§ EXTRACT PROVIDED
# Temporal Graph Data Generation for Single-Camera MOT
In this notebook, we are going to generate the temporal graph dataset for the MOT task. Based on the previously preprocessed data the required manipulations are performed. For the sake of simplicity, a single camera scenario is considered. 

In [1]:
import pickle
import numpy as np
import pandas as pd

In [2]:
# pre-set the number of frames we want to look at 
n_frames = 10

### 1. Load in the Preprocessed Data
There are 400 frames for each camera in the dataset. Each frame exhibits several cropped boxes or rather pedestrians. For a single camera, 400 frames mean that there are 400 time steps available. In each time step we extract a snapshot of the underlying graph. Compared to the Chickenpox Dataset which has 517 snapshots, our dataset will only have 400 snapshots. 

In [3]:
with open('saved_dictionary-C1.pkl', 'rb') as f:
    loaded_dict = pickle.load(f)

We extract the re-id features and additional information from the loaded dictionary `loaded_dict`. In order to split the data into several snapshots, we need to determine the number of elements corresponding to the same `frame_ID`. The dictionary `snapshot_dict` is only one possibility to do so. 

In [4]:
re_id, person_ID, frame_ID, name, cam_ID = zip(*([loaded_dict[i][0], loaded_dict[i][1], 
                                                  loaded_dict[i][2], loaded_dict[i][3], 
                                                  loaded_dict[i][4]] for i in loaded_dict))
snapshot_dict = {int(i):frame_ID.count(i) for i in frame_ID}

### 2. Define the General Graph Topology 
It is crucial to know what information is actually needed to perform a specific task. Since we are going to prepare the temporal graph data for a link prediction task, here is one suggestion for how the graph components may be defined. 

| Graph Information | Equivalent Information | 
| :---   | :---     |
| Nodes | Persons |
| Edges | Connections |
| Node Features | ReID feature vectors of length 2048 |
| Targets (Node Labels) | Person ID |
| Edge Labels | 1 if the connected nodes represent the same person. Else 0.|
| Edge Weights | All-Ones vectors to specify unweighted graph. |
| Time Step | 1 Frame |
| Temporal Graph Type | Dynamic growing graph |

Note that our graph strictly grows and that every node will remain part of the graph. Further, in our case edge labels and edge features are the same.

§ RECORD SET
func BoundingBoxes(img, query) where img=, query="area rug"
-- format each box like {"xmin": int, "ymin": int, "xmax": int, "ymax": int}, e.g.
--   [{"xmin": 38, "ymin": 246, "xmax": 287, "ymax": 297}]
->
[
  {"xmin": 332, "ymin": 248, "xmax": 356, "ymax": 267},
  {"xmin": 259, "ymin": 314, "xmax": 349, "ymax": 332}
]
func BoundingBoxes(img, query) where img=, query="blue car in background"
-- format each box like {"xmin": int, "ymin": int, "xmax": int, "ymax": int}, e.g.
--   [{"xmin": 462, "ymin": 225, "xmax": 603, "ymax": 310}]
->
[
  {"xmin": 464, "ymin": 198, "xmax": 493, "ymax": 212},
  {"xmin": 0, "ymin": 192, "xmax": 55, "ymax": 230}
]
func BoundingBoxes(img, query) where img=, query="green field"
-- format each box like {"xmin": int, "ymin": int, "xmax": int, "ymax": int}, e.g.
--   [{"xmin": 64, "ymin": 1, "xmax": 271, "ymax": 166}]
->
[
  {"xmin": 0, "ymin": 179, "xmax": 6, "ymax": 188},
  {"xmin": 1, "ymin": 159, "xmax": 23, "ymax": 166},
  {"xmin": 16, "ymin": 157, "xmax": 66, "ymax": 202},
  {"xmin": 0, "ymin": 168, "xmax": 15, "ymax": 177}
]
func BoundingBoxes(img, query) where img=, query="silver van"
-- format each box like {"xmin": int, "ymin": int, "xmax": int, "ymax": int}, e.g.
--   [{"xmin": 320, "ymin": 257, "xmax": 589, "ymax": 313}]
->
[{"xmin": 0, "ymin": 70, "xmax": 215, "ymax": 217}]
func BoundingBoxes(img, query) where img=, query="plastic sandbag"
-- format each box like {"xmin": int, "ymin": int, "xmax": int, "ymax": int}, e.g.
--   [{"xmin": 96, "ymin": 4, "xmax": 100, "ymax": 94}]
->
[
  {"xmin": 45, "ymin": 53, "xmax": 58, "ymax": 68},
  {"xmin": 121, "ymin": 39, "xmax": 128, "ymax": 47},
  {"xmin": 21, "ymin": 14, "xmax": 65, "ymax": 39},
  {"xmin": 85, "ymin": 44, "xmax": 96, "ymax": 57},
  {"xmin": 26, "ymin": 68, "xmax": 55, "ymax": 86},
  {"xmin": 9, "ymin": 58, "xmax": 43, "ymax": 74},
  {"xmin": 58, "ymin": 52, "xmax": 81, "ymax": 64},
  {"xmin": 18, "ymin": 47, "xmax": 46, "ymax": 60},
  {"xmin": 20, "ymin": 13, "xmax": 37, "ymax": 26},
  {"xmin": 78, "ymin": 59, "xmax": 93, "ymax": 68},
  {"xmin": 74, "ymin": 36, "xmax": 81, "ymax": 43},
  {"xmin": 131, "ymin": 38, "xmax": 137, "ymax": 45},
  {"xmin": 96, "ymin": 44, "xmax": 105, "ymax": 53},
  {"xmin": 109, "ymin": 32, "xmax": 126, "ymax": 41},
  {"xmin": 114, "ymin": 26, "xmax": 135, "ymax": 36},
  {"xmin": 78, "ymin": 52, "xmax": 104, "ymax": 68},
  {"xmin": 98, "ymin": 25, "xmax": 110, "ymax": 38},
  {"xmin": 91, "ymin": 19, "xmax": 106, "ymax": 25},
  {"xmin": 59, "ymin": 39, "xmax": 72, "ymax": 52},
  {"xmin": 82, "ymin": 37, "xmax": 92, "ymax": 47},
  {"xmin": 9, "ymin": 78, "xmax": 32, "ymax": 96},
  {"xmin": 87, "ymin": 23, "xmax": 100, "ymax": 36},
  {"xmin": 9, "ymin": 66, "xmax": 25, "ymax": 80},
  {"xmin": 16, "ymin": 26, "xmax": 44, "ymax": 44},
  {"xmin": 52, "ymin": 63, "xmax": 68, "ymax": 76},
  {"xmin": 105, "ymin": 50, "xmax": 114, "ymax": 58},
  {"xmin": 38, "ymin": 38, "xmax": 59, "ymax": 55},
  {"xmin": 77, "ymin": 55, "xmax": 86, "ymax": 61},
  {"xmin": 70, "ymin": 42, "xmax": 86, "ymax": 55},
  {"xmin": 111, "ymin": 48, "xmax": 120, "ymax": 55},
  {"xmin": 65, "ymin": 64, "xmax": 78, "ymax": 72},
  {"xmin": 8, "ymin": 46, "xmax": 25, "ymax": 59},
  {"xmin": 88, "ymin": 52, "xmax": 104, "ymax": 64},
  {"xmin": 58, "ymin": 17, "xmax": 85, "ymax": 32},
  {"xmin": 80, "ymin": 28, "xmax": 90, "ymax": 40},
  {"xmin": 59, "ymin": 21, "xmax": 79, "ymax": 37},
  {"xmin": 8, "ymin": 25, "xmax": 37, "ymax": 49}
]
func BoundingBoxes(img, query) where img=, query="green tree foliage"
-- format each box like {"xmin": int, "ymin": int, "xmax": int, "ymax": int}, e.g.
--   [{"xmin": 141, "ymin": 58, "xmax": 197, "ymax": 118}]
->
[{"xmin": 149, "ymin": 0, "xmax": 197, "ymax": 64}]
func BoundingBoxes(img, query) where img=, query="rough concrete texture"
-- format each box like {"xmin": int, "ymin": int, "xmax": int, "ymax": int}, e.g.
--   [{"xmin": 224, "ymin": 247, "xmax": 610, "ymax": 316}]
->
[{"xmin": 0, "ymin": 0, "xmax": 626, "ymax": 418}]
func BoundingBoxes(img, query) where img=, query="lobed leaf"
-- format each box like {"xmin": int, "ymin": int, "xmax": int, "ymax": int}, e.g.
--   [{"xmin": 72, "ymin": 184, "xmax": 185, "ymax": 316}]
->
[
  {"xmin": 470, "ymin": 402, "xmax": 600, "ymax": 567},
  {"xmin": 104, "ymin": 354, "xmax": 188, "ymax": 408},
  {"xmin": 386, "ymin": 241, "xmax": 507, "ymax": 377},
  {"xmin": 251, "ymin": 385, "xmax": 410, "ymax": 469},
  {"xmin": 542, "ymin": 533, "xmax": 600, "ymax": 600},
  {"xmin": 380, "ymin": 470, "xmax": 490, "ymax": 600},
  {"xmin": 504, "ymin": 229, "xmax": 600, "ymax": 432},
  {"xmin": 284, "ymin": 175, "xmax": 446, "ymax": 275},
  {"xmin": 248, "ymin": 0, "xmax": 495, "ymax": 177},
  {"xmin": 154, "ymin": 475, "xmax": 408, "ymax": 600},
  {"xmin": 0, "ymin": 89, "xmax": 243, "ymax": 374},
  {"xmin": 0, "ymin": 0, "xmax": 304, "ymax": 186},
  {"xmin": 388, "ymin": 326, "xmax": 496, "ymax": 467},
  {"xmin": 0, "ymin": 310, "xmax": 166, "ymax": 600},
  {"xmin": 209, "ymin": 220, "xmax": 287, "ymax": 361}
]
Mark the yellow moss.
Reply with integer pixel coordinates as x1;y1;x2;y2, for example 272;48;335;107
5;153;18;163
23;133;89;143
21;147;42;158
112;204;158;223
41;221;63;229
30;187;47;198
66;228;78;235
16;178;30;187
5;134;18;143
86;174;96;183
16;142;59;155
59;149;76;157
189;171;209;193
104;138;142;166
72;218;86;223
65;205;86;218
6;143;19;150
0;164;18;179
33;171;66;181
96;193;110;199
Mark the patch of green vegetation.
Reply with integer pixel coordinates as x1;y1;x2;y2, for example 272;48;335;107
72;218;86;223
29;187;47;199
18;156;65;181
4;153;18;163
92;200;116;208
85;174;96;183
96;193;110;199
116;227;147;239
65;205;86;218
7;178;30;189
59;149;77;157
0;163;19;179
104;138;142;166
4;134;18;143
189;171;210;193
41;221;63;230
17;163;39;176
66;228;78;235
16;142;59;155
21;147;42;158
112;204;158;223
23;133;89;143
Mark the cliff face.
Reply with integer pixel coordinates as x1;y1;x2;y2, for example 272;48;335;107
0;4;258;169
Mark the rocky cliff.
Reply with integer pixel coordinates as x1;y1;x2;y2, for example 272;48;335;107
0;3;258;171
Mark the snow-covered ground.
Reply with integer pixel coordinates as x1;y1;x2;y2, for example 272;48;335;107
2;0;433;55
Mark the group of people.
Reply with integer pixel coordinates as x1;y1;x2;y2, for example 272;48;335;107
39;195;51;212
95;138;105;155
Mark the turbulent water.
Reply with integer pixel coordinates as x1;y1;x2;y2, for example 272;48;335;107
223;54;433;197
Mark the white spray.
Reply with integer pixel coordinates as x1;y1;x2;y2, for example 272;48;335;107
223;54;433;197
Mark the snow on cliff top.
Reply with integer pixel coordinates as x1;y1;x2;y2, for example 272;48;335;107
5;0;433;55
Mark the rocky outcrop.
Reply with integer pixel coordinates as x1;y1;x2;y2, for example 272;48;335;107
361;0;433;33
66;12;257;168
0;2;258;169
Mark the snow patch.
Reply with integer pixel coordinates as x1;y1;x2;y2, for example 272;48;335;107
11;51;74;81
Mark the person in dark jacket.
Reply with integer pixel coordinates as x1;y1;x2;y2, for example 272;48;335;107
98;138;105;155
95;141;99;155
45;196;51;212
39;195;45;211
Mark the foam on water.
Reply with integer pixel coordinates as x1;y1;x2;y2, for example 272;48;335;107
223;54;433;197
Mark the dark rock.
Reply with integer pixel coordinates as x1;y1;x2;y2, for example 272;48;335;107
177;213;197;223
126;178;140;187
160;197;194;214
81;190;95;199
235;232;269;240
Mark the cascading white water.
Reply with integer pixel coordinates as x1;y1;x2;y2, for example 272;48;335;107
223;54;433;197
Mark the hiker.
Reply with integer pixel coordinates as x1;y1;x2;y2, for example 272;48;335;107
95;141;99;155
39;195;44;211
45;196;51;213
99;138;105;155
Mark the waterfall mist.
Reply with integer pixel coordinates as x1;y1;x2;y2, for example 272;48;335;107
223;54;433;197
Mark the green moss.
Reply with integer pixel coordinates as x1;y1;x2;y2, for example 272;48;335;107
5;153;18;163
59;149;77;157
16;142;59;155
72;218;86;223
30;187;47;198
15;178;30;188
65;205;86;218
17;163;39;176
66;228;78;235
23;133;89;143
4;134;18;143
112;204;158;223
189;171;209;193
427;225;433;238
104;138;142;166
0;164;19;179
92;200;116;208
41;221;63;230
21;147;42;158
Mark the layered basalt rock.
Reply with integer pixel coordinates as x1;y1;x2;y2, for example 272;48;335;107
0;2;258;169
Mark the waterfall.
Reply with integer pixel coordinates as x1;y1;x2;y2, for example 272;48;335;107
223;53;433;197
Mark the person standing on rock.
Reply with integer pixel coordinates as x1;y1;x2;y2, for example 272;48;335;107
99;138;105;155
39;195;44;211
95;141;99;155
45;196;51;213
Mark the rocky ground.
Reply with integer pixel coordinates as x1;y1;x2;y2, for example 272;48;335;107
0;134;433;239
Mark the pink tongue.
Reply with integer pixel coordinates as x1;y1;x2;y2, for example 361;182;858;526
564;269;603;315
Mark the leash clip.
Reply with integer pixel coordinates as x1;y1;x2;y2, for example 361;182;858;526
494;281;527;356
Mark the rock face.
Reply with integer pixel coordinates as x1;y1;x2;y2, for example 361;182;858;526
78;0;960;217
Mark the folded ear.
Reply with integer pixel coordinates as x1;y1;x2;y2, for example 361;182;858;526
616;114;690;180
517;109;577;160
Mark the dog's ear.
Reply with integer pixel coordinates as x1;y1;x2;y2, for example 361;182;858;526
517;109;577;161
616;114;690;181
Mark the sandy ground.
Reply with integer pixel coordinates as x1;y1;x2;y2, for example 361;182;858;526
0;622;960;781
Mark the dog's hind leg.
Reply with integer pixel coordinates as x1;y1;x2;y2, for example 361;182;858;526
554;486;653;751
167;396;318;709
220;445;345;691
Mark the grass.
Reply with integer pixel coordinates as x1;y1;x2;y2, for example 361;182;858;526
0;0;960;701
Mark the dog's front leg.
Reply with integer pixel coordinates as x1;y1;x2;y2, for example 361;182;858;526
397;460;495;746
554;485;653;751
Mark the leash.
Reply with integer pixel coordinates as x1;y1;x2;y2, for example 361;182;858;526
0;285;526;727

§ REQUIRED ACTIONS
[1] List every entry in the "Graph Information" column of the table in the temporal graph notebook.
[2] Carry the temporal graph notebook forward from its final sentence.
The listing is separate material and has no connection to the temporal graph notebook.

§ SET OF ANSWERS
[1] Nodes, Edges, Node Features, Targets (Node Labels), Edge Labels, Edge Weights, Time Step, Temporal Graph Type

[2]
### 3. Create Edge list and Edge Labels
Now, we have to think about which nodes shall be connected. This information shall be stored in an edge list in COO format. My intuition was to connect every node with each other but this would result in a completed graph with obviously irrelevant connections. My second attempt was motivated by the desire to keep the number of connections as low as possible, thereby reducing the overall computation cost. Here is what I came up with:
- Observation 1: there won't be any connection between new nodes from the same time step, since a node represents a specific person and (s)he won't appear twice in the same frame (in the multi-camera MOT case this doesn't hold anymore!).
- Observation 2: if the term historic nodes refers to nodes from past snapshots we need to connect every historic node with every new node. 

The most relevant information for defining the edges and their labels is the `person_ID`. An ideal graph model would label the edges between nodes that have the same `person_ID` with a `1` and all others with `0`. Since in the real world we don't know the person's ID we cannot perform this node prediction and have to switch to the alternative link label prediction. The model might learn from the node features how to find similarities between nodes without knowing their actual person ID. 

We first determine the number of cropped boxes, i.e. the number of pedestrians, that are newly detected in each snapshot. Based on that we can determine the number of all nodes within each snapshot. The value `31` at position `1` in `num_cropped_boxes` signalizes that there are 31 new nodes in snapshot 1. The value `126` at position `3` in `num_nodes` means that there are 126 nodes in the graph snapshot at t = 3. 

In [5]:
num_cropped_boxes = []
for i in range(1,n_frames+1):
    num_cropped_boxes.append(snapshot_dict[i])
num_cropped_boxes 

[32, 31, 30, 33, 33, 33, 30, 30, 31, 31]

In [6]:
num_nodes = [num_cropped_boxes[0] if i == 1 else sum(num_cropped_boxes[0:i]) for i in range(1,n_frames+1)]
num_nodes 

[32, 63, 93, 126, 159, 192, 222, 252, 283, 314]

#### Create DataFrame Objects Containing the Mapping between Person's ID and Integer
The function `create_n_dataframes` creates as many pandas `DataFrame` objects as specified in the argument. Each dataframe corresponds to one snapshot and has as many rows as nodes are in the graph snapshot, respectively. We map the person's ID to a `node_ID` to emphasize the node order. Particularlym this step assigns integer values to the node labels and enables us to have different node ID's for the same node label if the same person appears in more than one time instance.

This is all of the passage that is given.